Stored data entries
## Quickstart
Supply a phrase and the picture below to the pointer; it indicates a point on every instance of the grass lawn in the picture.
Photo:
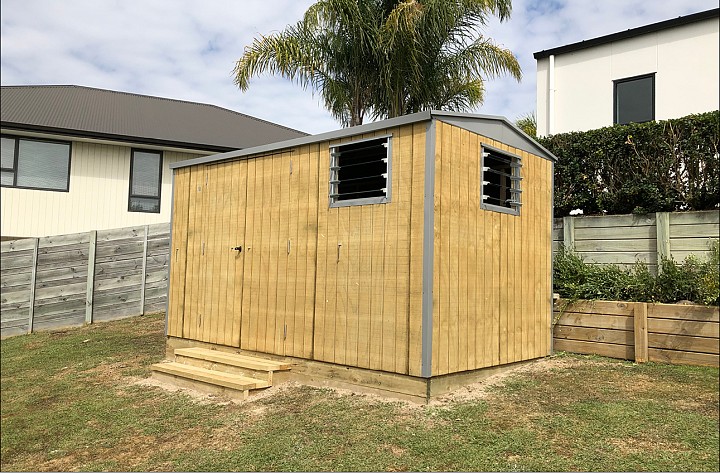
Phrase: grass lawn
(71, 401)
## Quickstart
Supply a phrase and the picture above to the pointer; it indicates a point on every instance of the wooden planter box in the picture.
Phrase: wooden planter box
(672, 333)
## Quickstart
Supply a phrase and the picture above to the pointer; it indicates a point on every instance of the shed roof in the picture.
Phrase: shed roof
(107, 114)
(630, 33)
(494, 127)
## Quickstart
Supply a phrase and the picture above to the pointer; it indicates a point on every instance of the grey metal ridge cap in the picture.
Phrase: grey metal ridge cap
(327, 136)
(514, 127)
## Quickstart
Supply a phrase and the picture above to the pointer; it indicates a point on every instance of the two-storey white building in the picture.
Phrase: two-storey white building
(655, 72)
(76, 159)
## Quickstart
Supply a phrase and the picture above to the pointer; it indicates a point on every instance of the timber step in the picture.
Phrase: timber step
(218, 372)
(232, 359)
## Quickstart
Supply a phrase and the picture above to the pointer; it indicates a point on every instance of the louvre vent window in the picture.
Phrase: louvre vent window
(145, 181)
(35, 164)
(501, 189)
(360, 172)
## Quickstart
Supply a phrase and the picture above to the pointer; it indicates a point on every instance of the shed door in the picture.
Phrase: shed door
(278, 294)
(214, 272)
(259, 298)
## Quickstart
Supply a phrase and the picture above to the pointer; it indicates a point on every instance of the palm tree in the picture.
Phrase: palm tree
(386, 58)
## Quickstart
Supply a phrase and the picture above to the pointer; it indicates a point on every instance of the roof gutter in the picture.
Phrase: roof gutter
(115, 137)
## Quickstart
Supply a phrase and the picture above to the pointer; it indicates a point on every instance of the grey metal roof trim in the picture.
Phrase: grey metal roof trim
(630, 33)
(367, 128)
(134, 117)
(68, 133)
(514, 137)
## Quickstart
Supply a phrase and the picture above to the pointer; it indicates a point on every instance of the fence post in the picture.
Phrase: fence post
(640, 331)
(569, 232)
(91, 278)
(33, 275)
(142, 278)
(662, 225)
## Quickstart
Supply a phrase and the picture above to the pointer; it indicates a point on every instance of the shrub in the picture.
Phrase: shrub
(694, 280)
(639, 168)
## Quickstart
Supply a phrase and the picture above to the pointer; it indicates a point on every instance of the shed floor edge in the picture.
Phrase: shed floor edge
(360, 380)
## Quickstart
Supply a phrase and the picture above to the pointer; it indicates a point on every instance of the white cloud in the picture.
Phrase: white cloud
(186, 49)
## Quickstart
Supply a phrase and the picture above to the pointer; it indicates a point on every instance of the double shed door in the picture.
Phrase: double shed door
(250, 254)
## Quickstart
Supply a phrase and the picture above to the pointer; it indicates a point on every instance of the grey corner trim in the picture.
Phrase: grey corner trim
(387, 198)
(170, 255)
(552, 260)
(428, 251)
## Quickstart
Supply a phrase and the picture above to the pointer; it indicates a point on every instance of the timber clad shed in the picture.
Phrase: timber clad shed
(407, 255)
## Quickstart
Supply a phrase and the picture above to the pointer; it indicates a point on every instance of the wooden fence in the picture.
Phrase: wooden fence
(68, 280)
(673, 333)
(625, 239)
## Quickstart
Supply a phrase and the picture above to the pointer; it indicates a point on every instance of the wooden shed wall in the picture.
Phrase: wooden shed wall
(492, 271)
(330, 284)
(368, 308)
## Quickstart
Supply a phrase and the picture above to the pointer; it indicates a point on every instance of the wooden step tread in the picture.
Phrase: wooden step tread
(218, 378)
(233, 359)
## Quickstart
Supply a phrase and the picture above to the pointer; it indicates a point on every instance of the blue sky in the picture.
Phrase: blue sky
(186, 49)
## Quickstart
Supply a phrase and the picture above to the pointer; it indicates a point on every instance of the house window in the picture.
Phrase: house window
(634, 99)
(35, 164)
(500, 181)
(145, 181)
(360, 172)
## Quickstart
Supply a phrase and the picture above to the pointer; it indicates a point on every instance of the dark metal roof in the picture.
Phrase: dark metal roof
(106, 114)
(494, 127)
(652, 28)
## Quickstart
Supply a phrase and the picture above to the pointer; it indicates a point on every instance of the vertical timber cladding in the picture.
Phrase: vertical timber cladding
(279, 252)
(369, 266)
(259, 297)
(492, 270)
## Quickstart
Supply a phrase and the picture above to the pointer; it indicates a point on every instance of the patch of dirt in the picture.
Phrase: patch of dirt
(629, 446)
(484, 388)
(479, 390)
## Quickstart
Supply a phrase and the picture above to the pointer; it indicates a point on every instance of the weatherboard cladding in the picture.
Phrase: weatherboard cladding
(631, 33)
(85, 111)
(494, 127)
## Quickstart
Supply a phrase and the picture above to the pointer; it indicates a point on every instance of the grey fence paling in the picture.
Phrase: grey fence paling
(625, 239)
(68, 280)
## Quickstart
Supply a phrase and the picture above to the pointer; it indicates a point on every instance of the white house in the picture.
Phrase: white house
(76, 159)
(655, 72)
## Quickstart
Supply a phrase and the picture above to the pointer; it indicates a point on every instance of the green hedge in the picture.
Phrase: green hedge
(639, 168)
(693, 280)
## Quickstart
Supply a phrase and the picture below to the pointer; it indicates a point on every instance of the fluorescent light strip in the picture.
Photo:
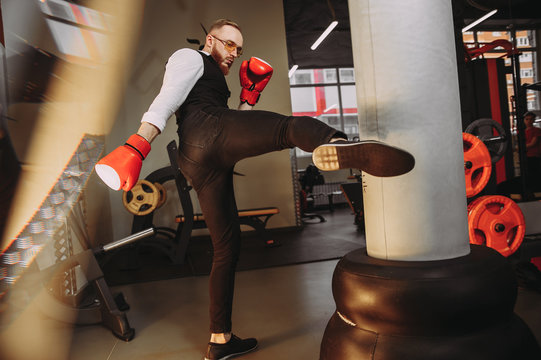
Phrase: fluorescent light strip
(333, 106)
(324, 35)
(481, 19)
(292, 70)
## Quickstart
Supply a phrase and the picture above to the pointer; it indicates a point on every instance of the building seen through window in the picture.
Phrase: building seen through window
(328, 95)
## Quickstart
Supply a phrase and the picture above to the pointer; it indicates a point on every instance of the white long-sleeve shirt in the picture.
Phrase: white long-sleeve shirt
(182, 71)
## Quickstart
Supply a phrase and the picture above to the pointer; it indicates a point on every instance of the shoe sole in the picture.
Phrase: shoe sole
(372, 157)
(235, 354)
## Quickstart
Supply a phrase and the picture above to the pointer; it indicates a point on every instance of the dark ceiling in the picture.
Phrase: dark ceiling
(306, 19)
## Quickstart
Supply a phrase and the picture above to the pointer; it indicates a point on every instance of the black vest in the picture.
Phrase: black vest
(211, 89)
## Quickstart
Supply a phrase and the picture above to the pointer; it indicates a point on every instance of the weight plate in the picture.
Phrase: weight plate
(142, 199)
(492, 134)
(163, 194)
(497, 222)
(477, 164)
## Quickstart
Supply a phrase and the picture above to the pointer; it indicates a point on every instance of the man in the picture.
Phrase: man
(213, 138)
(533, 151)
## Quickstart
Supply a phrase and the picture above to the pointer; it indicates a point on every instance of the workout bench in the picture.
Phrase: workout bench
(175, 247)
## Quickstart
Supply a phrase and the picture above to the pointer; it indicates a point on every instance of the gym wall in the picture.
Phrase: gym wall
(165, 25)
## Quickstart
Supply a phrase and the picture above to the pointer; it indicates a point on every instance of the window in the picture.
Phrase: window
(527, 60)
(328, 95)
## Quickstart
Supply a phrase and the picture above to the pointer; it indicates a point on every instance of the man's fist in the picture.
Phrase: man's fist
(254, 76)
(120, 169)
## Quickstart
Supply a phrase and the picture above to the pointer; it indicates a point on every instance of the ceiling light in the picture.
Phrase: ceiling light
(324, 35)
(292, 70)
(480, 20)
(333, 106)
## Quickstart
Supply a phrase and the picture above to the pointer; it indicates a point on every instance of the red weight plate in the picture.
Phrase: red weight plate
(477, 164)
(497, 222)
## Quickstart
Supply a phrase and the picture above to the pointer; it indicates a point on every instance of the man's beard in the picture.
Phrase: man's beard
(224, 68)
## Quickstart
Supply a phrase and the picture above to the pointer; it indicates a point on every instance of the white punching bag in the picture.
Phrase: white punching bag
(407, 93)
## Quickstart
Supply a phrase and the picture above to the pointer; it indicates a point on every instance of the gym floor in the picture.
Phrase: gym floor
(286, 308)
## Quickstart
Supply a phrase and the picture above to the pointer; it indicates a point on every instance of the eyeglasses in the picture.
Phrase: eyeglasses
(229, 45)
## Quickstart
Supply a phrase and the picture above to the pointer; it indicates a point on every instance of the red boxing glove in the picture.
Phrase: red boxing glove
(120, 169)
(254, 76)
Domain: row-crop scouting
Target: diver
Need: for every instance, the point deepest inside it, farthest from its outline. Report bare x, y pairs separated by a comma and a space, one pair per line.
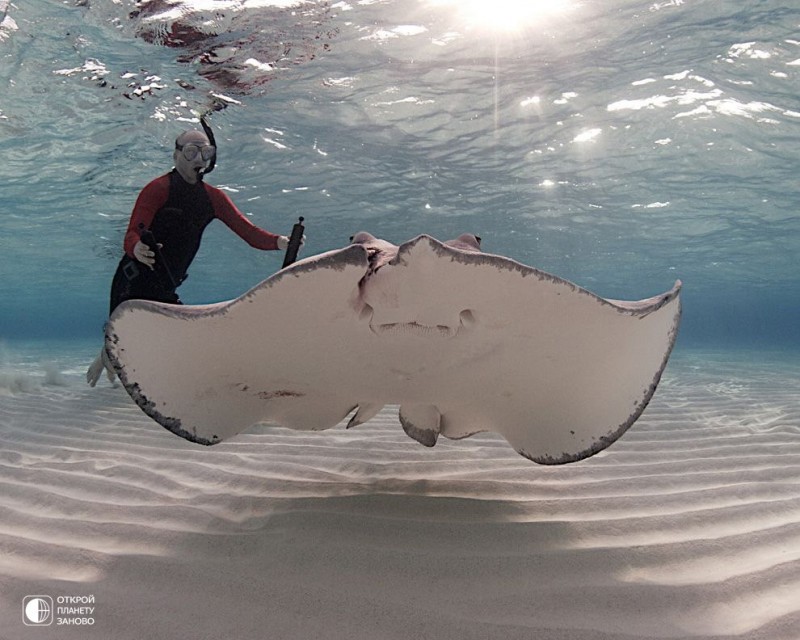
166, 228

> **Exercise details**: Starting at the line that has "Phrase: fluorescent light strip" and ending at the line that has "shirt in the picture.", please write out the lines above exactly, leaving out all others.

> **Answer below**:
Phrase: fluorescent light strip
(333, 106)
(324, 35)
(481, 19)
(292, 70)
## Quickstart
Supply a phrase and the picture above to the pointer; it indicates a point on every instance of the building seen through window in the picture.
Phrase: building seen through window
(328, 95)
## Quickstart
Supply a phrase and the picture above to the pointer; it indicates a point on every instance of the white long-sleeve shirt in the picture.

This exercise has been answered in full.